*Problem*
The records follow. Copy them exactly, but omit the pictures.

*Supplied records*
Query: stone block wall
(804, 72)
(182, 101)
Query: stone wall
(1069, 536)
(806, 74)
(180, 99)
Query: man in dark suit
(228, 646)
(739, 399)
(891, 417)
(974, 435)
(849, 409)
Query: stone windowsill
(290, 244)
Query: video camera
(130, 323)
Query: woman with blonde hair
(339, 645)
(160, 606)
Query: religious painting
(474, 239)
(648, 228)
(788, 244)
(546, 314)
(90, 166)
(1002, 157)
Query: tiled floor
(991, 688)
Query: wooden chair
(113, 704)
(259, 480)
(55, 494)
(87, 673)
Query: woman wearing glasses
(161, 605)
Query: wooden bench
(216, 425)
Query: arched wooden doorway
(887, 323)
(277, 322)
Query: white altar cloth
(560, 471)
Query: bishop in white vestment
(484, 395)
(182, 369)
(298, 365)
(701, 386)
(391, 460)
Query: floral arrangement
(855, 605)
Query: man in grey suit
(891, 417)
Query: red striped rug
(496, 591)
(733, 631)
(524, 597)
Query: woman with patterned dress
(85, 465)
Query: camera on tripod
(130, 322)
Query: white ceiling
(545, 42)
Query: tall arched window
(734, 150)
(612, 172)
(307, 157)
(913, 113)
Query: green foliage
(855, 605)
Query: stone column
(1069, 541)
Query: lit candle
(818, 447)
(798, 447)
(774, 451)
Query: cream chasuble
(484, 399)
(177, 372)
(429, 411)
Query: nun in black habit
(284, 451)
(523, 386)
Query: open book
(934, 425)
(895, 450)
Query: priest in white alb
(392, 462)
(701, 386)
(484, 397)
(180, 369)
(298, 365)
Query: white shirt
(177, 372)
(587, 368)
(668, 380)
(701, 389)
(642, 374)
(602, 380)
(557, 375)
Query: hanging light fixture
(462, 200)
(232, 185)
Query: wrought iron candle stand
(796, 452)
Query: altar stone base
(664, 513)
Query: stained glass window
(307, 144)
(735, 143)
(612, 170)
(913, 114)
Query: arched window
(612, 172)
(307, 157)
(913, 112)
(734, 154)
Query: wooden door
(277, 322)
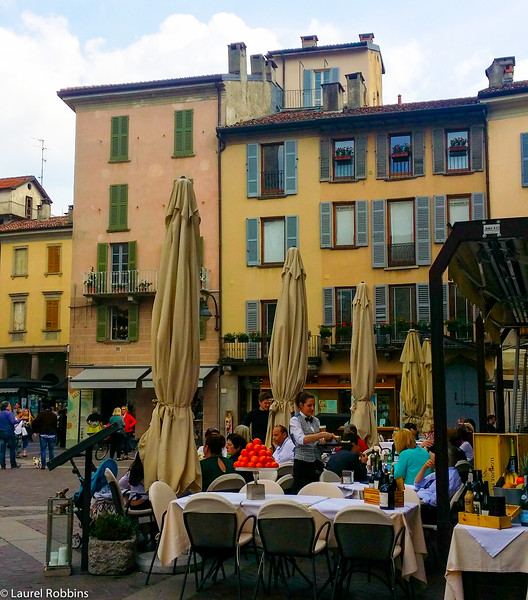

*Task response*
Query: stone block wall
(804, 72)
(182, 101)
Query: stone wall
(1069, 536)
(806, 74)
(180, 99)
Query: man in dark suit
(228, 646)
(739, 399)
(891, 417)
(974, 435)
(849, 409)
Query: stone windowsill
(290, 244)
Query: video camera
(130, 323)
Query: woman with blonde hair
(339, 645)
(160, 606)
Query: religious painting
(474, 239)
(648, 228)
(788, 244)
(546, 314)
(90, 166)
(1002, 157)
Query: tiled floor
(991, 688)
Query: wooden chair
(113, 704)
(259, 480)
(55, 494)
(87, 673)
Query: woman wearing glasses
(161, 605)
Query: wooden bench
(216, 425)
Query: arched wooden doorway
(887, 323)
(277, 322)
Query: white altar cloth
(560, 471)
Query: bishop in white vestment
(484, 395)
(182, 369)
(298, 365)
(701, 386)
(391, 460)
Query: floral arrangement
(855, 605)
Query: man in grey suit
(891, 417)
Query: red striped rug
(496, 591)
(733, 631)
(524, 597)
Query: woman with patterned dress
(85, 465)
Query: camera on tripod
(130, 322)
Query: white ceiling
(545, 42)
Query: tall arched window
(734, 150)
(612, 172)
(307, 157)
(913, 113)
Query: green foliage
(855, 605)
Query: stone column
(1069, 541)
Query: lit candle
(818, 447)
(798, 447)
(774, 451)
Query: cream chasuble
(484, 399)
(177, 372)
(429, 411)
Query: nun in black habit
(284, 451)
(523, 386)
Query: open book
(934, 425)
(895, 450)
Query: priest in white alb
(392, 462)
(701, 386)
(484, 397)
(180, 369)
(298, 365)
Query: white shirt
(177, 372)
(587, 368)
(668, 380)
(701, 389)
(642, 374)
(602, 380)
(557, 375)
Query: hanging light fixture
(462, 200)
(232, 185)
Query: wrought iron candle stand
(796, 452)
Query: altar stone base
(664, 513)
Query: stained glass window
(307, 144)
(735, 143)
(612, 170)
(913, 114)
Query: arched window
(612, 172)
(307, 157)
(913, 112)
(734, 154)
Query: wooden door
(277, 322)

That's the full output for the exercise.